Your objective → Please repeat only these lines, exactly: the one containing "Locate the green tree" and all that come after it in the material.
-------- Input
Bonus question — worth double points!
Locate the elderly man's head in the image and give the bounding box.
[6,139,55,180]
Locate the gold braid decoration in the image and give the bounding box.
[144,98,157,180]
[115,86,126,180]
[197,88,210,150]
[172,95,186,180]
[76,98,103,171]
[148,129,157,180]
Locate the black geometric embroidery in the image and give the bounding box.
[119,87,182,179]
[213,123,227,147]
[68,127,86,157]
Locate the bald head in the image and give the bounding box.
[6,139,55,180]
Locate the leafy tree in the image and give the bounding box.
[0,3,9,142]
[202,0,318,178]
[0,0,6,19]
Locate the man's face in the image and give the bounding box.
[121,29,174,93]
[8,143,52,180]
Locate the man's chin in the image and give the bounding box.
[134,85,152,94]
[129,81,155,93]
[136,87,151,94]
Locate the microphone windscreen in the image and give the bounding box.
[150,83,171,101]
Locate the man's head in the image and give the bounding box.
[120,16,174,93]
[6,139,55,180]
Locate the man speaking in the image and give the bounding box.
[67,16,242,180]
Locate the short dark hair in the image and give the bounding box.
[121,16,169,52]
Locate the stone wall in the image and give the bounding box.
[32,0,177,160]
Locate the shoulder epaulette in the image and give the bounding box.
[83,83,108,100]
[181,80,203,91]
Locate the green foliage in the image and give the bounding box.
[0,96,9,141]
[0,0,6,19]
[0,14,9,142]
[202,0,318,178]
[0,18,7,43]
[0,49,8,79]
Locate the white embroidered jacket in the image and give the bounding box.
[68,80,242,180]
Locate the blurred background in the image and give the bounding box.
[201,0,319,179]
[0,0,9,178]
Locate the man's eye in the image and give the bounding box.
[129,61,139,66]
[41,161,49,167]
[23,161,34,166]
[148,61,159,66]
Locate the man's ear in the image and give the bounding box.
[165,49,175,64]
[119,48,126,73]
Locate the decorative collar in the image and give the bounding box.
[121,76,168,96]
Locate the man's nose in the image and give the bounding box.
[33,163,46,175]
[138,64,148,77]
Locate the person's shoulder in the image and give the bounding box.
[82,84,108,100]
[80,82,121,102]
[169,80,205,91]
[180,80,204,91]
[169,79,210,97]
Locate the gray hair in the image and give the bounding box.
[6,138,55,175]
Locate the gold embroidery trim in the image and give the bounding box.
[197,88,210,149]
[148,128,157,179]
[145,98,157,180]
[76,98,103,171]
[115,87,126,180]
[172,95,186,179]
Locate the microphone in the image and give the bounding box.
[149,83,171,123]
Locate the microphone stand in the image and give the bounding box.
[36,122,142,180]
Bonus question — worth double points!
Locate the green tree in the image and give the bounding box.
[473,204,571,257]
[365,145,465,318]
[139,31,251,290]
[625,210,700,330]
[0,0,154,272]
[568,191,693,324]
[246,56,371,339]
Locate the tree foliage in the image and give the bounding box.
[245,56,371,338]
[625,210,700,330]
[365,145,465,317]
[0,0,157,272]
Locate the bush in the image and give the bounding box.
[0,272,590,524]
----------------
Output of the exercise →
Locate the green tree in the image and give the bounding box.
[473,204,571,257]
[365,145,465,318]
[139,31,251,290]
[625,210,700,330]
[0,0,154,272]
[568,191,693,324]
[246,56,371,339]
Locate the tree foliage in the image and give the bounding box.
[245,56,371,338]
[625,210,700,330]
[365,145,465,317]
[0,0,157,272]
Locate the bush in the image and give the bounding box.
[0,272,590,524]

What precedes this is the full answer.